(Dataset entries)
++++++
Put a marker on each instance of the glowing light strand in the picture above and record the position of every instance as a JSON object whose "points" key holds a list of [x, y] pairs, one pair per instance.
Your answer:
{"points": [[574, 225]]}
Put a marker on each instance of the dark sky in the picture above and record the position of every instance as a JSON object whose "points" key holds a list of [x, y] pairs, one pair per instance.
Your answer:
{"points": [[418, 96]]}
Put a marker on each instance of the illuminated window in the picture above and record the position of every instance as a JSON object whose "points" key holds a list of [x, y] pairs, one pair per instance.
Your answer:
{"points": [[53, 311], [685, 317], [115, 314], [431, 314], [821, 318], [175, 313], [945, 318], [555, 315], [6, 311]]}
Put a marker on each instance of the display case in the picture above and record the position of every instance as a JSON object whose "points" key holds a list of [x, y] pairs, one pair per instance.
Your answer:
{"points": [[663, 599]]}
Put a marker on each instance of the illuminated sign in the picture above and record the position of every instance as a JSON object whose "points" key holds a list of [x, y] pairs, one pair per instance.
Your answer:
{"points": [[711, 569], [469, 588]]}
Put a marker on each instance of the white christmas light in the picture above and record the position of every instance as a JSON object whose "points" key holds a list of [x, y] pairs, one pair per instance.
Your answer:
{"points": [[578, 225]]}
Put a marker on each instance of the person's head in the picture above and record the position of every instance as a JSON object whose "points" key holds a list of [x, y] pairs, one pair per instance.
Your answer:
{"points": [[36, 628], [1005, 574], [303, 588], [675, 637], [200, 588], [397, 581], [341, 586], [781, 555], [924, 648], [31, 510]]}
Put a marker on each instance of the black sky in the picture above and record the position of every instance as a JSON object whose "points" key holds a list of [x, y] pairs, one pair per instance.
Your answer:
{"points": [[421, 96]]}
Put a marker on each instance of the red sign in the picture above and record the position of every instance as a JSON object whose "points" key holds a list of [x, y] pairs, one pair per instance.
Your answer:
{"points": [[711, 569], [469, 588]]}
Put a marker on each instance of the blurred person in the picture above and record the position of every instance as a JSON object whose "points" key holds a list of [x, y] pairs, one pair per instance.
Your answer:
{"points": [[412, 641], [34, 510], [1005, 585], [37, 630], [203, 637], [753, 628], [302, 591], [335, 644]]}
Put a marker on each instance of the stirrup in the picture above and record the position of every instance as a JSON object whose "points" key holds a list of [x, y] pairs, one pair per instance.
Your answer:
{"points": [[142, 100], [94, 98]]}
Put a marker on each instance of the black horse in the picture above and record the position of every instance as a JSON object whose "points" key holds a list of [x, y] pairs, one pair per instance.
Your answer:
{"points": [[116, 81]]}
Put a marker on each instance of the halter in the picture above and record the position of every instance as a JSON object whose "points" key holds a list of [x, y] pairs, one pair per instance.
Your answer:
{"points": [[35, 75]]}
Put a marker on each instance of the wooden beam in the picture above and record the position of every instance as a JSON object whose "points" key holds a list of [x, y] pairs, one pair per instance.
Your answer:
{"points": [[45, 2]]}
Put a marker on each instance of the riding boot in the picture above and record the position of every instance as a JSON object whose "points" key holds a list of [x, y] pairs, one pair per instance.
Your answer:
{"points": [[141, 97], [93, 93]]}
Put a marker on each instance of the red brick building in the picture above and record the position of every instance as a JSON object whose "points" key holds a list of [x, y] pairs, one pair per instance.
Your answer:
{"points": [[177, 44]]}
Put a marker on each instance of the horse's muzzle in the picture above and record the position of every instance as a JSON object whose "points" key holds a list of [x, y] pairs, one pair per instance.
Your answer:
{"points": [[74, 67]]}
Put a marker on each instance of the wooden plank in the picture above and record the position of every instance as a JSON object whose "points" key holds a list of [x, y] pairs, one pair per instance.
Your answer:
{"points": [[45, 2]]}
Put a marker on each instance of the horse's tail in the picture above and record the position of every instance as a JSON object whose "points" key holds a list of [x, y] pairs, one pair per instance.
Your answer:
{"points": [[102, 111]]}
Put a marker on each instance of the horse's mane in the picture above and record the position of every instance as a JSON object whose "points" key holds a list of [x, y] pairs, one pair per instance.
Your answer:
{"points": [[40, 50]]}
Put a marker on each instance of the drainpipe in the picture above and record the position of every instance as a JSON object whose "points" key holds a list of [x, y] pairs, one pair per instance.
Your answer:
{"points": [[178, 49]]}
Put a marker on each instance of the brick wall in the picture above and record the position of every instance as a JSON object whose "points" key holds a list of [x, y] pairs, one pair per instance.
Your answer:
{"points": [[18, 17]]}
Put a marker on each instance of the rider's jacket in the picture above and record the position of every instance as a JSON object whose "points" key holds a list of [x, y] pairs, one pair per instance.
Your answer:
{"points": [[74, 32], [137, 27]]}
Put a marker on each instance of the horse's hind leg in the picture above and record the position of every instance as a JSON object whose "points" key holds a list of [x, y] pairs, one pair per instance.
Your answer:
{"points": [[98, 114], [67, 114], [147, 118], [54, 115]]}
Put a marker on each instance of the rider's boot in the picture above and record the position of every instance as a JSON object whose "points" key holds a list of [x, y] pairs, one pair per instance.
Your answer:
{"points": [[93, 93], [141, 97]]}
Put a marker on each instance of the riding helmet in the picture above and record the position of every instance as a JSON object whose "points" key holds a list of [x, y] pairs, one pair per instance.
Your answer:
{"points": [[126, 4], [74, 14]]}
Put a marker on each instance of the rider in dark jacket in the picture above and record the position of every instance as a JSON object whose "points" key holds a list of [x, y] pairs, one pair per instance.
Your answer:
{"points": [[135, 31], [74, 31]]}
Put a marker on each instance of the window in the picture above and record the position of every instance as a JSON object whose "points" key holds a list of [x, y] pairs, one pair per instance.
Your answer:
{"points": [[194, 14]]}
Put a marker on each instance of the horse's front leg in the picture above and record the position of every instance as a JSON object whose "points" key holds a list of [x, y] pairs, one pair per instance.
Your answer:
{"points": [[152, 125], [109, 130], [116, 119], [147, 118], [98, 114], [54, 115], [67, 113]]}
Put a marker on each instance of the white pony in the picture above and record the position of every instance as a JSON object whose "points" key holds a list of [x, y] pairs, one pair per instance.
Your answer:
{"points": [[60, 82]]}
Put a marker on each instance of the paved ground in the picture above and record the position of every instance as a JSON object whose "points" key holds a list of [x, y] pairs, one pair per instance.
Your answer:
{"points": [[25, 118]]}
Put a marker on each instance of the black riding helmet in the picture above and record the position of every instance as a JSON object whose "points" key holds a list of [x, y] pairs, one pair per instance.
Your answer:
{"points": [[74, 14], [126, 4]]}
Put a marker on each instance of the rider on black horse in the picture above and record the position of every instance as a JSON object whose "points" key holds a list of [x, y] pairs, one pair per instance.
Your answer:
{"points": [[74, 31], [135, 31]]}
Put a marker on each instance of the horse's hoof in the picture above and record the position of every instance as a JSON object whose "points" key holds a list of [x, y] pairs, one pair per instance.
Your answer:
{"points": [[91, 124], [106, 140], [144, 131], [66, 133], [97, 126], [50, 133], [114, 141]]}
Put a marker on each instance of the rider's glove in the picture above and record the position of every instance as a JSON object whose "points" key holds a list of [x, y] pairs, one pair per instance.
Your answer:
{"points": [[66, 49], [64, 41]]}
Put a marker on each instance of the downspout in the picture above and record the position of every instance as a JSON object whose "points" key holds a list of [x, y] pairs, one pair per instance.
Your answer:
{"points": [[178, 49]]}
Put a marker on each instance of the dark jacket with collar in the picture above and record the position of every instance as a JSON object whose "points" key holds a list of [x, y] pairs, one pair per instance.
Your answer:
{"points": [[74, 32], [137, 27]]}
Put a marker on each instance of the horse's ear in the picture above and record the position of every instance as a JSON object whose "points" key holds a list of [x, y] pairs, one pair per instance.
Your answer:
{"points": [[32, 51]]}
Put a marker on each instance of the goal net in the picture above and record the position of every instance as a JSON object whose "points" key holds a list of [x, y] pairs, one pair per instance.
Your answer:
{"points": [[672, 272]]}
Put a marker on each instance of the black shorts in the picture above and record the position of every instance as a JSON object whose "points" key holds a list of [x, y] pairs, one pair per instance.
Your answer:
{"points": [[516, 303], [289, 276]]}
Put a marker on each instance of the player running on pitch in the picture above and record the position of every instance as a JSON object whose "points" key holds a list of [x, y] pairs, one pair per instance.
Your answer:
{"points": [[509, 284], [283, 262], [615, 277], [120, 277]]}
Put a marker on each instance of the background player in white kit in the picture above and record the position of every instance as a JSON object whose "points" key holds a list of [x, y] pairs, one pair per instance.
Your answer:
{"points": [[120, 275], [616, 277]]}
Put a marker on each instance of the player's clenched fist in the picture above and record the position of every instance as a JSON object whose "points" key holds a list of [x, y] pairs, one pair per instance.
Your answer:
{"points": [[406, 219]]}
++++++
*Exercise instructions*
Among the lines of the data above, find those with the word "sign" and show them.

*Answer to this problem*
Put a marker on each instance of the illuminated sign in the picture above and record the position of every instance as a JSON object whose "points" key holds a list of [x, y] pairs, one pair per instance.
Put a marker on each instance of the red sign in the picture above and record the position of every instance as a JSON object whose "points" key holds a list of [x, y] pairs, one pair per instance.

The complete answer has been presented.